- Task
Your response must be made up of each line in the data below that contains the string "feet".

- Material supplied
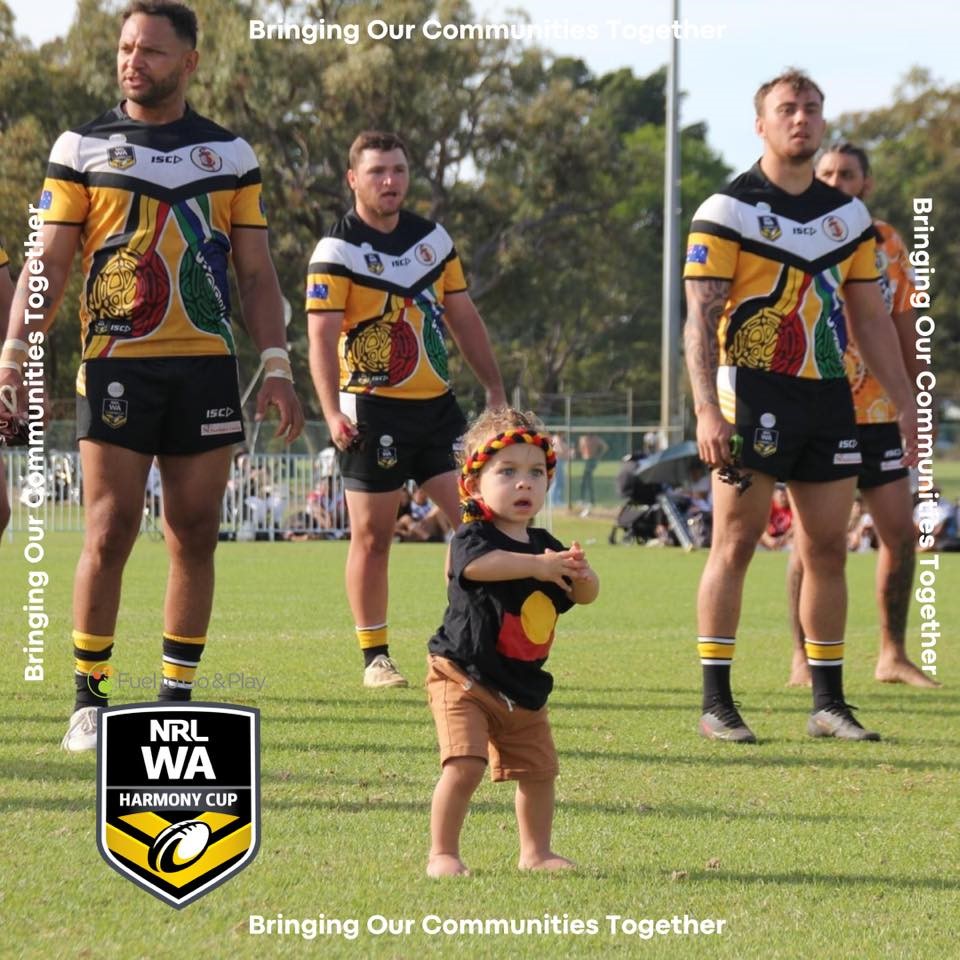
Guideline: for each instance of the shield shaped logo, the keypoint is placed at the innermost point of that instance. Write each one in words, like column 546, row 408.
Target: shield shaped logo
column 765, row 442
column 121, row 157
column 769, row 227
column 113, row 413
column 178, row 795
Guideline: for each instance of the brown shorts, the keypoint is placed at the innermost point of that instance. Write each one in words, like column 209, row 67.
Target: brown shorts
column 474, row 721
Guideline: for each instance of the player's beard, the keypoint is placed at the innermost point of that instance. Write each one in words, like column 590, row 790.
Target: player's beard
column 157, row 93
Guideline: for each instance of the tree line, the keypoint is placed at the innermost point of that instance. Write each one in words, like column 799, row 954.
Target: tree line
column 548, row 176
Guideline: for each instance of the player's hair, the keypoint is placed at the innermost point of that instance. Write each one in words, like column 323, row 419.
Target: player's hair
column 375, row 140
column 181, row 17
column 845, row 146
column 798, row 81
column 494, row 421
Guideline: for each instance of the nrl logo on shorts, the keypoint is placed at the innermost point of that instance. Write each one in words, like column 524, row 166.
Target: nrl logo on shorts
column 769, row 227
column 765, row 442
column 121, row 157
column 114, row 413
column 178, row 795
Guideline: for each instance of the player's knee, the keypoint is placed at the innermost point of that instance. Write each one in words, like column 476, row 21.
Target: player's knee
column 110, row 535
column 465, row 773
column 826, row 554
column 735, row 549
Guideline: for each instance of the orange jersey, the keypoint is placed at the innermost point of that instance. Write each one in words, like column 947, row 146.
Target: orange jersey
column 156, row 204
column 896, row 280
column 390, row 288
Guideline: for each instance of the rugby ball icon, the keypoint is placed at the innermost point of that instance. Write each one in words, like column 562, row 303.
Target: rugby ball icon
column 179, row 845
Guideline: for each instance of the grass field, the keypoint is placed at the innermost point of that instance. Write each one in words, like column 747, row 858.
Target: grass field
column 805, row 848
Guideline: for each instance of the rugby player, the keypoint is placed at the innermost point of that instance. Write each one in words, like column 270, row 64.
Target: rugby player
column 382, row 288
column 778, row 264
column 160, row 201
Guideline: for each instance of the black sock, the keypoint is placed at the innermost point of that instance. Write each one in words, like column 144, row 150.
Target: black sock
column 371, row 653
column 716, row 685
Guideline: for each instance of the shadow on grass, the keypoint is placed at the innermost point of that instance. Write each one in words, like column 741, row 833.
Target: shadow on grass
column 799, row 878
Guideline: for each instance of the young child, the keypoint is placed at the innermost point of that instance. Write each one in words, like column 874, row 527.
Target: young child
column 486, row 682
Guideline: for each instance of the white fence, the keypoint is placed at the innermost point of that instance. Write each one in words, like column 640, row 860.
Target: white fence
column 268, row 497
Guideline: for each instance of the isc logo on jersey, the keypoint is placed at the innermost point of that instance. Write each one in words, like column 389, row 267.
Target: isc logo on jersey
column 178, row 795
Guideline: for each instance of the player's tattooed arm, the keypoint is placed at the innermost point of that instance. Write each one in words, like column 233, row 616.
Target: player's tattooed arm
column 705, row 303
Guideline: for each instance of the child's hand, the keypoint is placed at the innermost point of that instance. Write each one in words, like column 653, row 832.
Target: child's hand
column 557, row 566
column 583, row 570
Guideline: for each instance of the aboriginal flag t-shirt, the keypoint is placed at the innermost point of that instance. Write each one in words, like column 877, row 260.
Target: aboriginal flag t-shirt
column 500, row 633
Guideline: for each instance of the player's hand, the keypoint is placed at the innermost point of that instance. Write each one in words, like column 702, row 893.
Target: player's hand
column 278, row 392
column 713, row 437
column 907, row 421
column 343, row 431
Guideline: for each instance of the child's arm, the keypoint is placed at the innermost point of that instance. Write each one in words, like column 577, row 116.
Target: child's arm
column 559, row 567
column 586, row 583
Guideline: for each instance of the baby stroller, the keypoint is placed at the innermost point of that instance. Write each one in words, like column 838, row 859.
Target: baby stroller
column 641, row 516
column 652, row 512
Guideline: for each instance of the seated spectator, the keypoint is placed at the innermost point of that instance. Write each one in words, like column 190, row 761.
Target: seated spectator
column 424, row 522
column 779, row 532
column 861, row 532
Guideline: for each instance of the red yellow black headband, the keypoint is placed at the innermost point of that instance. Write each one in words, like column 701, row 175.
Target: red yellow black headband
column 471, row 506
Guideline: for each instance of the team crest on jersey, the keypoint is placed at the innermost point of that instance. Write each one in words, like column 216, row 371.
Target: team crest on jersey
column 769, row 227
column 114, row 412
column 178, row 795
column 766, row 442
column 206, row 159
column 835, row 228
column 121, row 157
column 425, row 254
column 387, row 452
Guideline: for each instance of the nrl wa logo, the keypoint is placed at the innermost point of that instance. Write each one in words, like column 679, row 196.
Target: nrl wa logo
column 178, row 795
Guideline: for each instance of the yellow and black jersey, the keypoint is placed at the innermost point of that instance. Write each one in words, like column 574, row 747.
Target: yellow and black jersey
column 787, row 258
column 157, row 204
column 870, row 400
column 390, row 288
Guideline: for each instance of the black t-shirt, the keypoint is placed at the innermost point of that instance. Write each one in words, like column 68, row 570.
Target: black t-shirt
column 500, row 632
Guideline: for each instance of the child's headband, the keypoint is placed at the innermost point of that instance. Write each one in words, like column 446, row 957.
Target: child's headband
column 471, row 506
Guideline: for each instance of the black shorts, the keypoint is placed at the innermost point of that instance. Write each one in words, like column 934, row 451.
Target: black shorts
column 882, row 451
column 399, row 440
column 793, row 428
column 161, row 405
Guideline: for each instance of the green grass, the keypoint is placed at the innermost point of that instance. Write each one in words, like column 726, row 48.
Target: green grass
column 806, row 848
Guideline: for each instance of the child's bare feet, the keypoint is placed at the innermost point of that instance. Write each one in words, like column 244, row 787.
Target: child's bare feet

- Exercise result
Guideline: for each instance of the child's bare feet, the keypoint is placed at the innermost point of that instance. Write each one in words, like column 244, row 787.
Target: child's bare feet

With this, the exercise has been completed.